▸ **TESTO DI RIFERIMENTO**

- - - - - - -

Quando nasce Agronomi Senza Frontiere?
Ufficialmente Agronomi Senza Frontiere (ASF) nasce nel novembre del 2000. Prima, però, c’è stato un lungo lavoro di stesura del manifesto e dello statuto.
Chi ha preso l’iniziativa di questo lavoro?
Un gruppo di persone che, in anni differenti, ha condiviso l’esperienza del “Corso di perfezionamento in Sviluppo rurale nei Paesi del terzo mondo”, proposto dalla Facoltà di Agraria dell’Università di Padova. Nonostante la differenza nelle esperienze, titoli di studio e attività lavorative, nonostante le diverse provenienze (dall’Italia, ma anche dall’estero), l’interesse comune per i Paesi del Sud del Mondo si è mantenuto ben oltre il termine del corso universitario e ci ha spinto a voler operare per la crescita ed il miglioramento delle condizioni di vita delle popolazioni rurali di quei paesi, una volta definiti “Paesi in via di sviluppo” (PVS).
L’espressione “paesi in via di sviluppo” è solo apparentemente intuitiva. Che cosa s’intende esattamente con questa definizione?
Fino a qualche tempo fa si parlava di Terzo Mondo per indicare quei Paesi che non appartenevano al mondo occidentale ed al blocco comunista. In seguito alla scomparsa di quest’ultimo, il concetto è stato sostituito da quello di aree sviluppate ed aree non sviluppate, mentre ancora più appropriata risulta l’espressione Paesi del Sud del Mondo, entrata ultimamente in uso.
Rimanendo alla definizione meno recente: rispetto a quali parametri si consideravano certe aree sviluppate o meno?

- - - - - - -

[Righe di origine]

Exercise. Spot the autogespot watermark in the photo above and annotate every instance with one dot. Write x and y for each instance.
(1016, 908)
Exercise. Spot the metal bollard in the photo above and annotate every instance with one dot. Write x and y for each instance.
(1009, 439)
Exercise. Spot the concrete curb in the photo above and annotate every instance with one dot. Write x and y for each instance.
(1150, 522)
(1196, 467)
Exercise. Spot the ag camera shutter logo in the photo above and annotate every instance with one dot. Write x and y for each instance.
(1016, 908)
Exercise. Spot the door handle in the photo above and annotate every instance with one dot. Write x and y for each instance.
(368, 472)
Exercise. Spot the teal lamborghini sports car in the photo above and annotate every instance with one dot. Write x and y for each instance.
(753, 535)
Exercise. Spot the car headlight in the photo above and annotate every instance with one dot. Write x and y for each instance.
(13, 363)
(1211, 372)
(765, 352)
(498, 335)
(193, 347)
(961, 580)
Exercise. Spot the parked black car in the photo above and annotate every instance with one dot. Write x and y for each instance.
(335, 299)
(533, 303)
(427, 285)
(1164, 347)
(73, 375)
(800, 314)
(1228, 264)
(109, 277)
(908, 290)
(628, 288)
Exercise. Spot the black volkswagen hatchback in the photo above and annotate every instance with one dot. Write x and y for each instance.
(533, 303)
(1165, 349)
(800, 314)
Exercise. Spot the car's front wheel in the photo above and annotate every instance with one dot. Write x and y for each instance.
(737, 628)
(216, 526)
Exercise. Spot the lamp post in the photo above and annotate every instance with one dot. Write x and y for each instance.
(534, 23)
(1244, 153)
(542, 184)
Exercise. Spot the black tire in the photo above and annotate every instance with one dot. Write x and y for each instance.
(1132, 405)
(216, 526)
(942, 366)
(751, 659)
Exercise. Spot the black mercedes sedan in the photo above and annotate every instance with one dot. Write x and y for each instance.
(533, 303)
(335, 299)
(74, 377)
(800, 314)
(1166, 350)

- - - - - - -

▸ **CONSEGNE DELL'ESERCIZIO**
A) Estrai dal testo su Agronomi Senza Frontiere il passo che comincia con "Quando nasce Agronomi" e termina con "e dello statuto.".
B) Secondo il testo su Agronomi Senza Frontiere, in quale mese e anno nasce ufficialmente l'associazione?
Le righe non hanno alcun legame con il testo su Agronomi Senza Frontiere.

▸ **RISPOSTE SCRITTE**
A)
Quando nasce Agronomi Senza Frontiere?
Ufficialmente Agronomi Senza Frontiere (ASF) nasce nel novembre del 2000. Prima, però, c’è stato un lungo lavoro di stesura del manifesto e dello statuto.

B) Nel novembre del 2000.